→ **Exercise objective**: Find each line in the records below that contains the word "positive", and copy those lines out.

→ **Record extracts**:
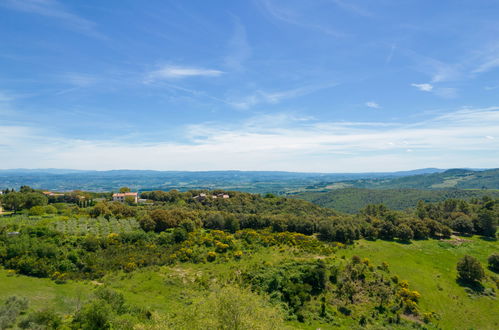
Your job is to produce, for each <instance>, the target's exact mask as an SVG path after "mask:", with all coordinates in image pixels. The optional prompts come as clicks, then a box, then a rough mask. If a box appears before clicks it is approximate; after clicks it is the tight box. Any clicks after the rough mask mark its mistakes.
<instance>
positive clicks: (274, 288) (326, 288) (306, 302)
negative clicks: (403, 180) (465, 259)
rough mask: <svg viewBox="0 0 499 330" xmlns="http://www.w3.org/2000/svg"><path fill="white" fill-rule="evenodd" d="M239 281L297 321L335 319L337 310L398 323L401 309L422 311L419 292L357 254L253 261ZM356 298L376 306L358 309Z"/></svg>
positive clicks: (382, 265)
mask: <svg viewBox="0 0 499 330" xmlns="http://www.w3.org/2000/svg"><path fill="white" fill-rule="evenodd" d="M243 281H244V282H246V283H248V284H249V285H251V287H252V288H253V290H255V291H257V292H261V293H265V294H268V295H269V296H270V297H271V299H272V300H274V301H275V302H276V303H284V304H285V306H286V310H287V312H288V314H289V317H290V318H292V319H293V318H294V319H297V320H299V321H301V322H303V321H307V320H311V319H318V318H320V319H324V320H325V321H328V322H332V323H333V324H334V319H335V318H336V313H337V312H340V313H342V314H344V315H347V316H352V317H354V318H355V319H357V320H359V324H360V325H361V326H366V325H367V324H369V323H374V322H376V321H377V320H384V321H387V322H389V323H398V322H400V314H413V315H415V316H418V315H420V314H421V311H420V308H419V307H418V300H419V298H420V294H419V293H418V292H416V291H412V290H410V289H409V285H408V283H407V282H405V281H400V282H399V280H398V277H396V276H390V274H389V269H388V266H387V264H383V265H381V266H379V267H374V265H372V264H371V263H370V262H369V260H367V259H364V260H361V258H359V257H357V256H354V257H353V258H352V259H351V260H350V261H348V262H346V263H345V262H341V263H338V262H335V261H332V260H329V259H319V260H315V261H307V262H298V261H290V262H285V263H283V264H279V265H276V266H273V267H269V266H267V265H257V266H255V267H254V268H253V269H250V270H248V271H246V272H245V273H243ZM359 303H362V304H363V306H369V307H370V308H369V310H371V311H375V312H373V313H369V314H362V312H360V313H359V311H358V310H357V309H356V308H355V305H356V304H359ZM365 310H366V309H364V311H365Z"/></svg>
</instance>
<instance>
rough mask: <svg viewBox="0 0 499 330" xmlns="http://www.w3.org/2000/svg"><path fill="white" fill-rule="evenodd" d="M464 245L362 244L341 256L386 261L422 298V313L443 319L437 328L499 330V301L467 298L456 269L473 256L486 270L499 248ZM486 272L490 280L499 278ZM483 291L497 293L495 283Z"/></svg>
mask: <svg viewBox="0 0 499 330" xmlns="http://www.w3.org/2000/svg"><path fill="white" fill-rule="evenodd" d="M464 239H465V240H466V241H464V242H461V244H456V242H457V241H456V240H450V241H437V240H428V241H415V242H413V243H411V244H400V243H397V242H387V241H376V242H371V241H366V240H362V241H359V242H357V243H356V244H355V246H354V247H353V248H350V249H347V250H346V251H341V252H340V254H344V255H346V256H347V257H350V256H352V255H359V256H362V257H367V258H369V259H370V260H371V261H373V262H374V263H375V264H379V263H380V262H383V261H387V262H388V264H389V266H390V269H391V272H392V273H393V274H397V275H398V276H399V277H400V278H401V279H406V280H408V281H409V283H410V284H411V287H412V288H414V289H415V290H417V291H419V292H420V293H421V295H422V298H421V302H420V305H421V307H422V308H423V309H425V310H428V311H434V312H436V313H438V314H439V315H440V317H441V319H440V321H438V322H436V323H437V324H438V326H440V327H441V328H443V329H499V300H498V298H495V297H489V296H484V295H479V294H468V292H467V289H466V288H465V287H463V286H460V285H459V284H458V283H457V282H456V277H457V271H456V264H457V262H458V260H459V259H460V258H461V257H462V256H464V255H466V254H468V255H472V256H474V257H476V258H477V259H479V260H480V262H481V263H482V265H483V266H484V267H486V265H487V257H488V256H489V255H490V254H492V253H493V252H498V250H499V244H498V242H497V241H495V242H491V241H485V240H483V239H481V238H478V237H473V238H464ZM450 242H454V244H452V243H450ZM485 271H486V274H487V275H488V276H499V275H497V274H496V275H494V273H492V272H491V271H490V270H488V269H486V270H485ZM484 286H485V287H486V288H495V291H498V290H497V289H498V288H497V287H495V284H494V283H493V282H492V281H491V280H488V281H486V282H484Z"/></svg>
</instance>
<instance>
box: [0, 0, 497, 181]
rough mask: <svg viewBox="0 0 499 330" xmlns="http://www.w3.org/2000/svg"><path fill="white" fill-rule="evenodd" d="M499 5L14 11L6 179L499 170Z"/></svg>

→ **Task solution**:
positive clicks: (274, 288) (326, 288) (306, 302)
positive clicks: (382, 265)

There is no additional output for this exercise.